[Start Document text]

[Debian-astro-maintainers] Bug#813932: sunpy: FTBFS: IndexError: only integers, slices (`:`), ellipsis (`...`), numpy.newaxis (`None`) and integer or boolean arrays are valid indices

Chris Lamb lamby at debian.org
Sat Feb 6 19:59:19 UTC 2016


Source: sunpy
Version: 0.6.1-2
Severity: serious
Justification: fails to build from source
User: reproducible-builds at lists.alioth.debian.org
Usertags: ftbfs
X-Debbugs-Cc: reproducible-builds at lists.alioth.debian.org

Dear Maintainer,

sunpy fails to build from source in unstable/amd64:

  [..]

              ----------
              new_delt : float
                  New delta between consecutive values.
              """
          if self.t_delt == new_delt:
              return self
          factor = self.t_delt / float(new_delt)
      
          # The last data-point does not change!
          new_size = floor((self.shape[1] - 1) * factor + 1) # pylint: disable=E1101
          data = ndimage.zoom(self.data, (1, new_size / self.shape[1])) # pylint: disable=E1101
      
          params = self._get_params()
          params.update({
              'time_axis': np.linspace(
                  self.time_axis[0],
  >               self.time_axis[(new_size - 1) * new_delt / self.t_delt],
                  new_size
              ),
              't_delt': new_delt,
          })
  E       IndexError: only integers, slices (`:`), ellipsis (`...`), numpy.newaxis (`None`) and integer or boolean arrays are valid indices
  
  sunpy/spectra/spectrogram.py:960: IndexError
  ______________________________ test_combine_freqs ______________________________
  
      def test_combine_freqs():
          image = np.random.rand(5, 3600)

[End Document text]

Set problem a:
Sum up the sunpy bug report in two sentences.
The entries that follow have nothing to do with the bug report above.

[Start Record excerpts]

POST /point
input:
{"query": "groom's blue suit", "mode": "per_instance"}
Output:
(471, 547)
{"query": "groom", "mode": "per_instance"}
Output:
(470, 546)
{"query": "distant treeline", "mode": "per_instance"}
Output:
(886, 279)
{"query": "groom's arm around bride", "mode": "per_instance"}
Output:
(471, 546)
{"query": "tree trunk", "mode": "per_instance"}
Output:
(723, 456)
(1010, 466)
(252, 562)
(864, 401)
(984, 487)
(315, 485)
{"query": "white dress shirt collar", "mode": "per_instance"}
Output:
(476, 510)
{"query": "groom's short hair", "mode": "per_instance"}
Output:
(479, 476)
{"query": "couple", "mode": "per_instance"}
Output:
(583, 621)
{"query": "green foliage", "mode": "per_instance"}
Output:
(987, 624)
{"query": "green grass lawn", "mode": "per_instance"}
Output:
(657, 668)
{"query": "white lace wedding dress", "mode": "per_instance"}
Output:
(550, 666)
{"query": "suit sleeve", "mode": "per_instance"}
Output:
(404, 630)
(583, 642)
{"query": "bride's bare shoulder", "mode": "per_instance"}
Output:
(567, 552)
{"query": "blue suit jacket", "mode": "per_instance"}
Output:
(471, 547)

[End Record excerpts]
[Start Record excerpts]

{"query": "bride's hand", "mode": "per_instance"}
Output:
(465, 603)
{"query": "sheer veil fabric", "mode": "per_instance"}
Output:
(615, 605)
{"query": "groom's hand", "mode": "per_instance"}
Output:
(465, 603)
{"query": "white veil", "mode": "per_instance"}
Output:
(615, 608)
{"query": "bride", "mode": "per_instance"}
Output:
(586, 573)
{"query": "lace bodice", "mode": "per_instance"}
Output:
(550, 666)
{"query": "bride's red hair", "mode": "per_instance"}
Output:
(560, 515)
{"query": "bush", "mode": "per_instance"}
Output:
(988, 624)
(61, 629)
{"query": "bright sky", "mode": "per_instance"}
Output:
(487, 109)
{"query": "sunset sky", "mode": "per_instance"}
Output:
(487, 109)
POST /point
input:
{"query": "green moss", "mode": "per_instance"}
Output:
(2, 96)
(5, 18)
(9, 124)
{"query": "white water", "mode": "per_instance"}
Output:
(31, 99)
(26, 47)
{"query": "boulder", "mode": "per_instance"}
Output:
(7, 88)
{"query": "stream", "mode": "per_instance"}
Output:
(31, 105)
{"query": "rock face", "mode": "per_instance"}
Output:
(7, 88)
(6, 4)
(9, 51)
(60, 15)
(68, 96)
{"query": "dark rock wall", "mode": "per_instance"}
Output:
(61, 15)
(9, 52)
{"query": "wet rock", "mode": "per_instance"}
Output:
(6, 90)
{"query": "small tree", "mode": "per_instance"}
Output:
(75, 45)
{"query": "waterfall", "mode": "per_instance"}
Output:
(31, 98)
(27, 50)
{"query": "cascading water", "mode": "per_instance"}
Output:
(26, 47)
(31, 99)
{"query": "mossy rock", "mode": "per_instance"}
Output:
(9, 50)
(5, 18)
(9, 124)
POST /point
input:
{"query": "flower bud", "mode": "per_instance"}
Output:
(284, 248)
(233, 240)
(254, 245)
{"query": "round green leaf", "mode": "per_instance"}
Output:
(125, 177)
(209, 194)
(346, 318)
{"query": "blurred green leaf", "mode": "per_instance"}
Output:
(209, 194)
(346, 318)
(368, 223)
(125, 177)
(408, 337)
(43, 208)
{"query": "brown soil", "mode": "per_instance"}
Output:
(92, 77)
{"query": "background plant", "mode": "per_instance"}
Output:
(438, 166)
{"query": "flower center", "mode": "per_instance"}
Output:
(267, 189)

[End Record excerpts]

Set problem b:
Return every line of the entries that contains the word "green". Case counts.

Final answer a:
A bug report filed by Chris Lamb says that sunpy version 0.6.1-2 fails to build from source in unstable/amd64, with severity set to serious. The build log shows an IndexError at sunpy/spectra/spectrogram.py:960, stating that only integers, slices, ellipsis, numpy.newaxis, and integer or boolean arrays are valid indices.

Final answer b:
{"query": "green foliage", "mode": "per_instance"}
{"query": "green grass lawn", "mode": "per_instance"}
{"query": "green moss", "mode": "per_instance"}
{"query": "round green leaf", "mode": "per_instance"}
{"query": "blurred green leaf", "mode": "per_instance"}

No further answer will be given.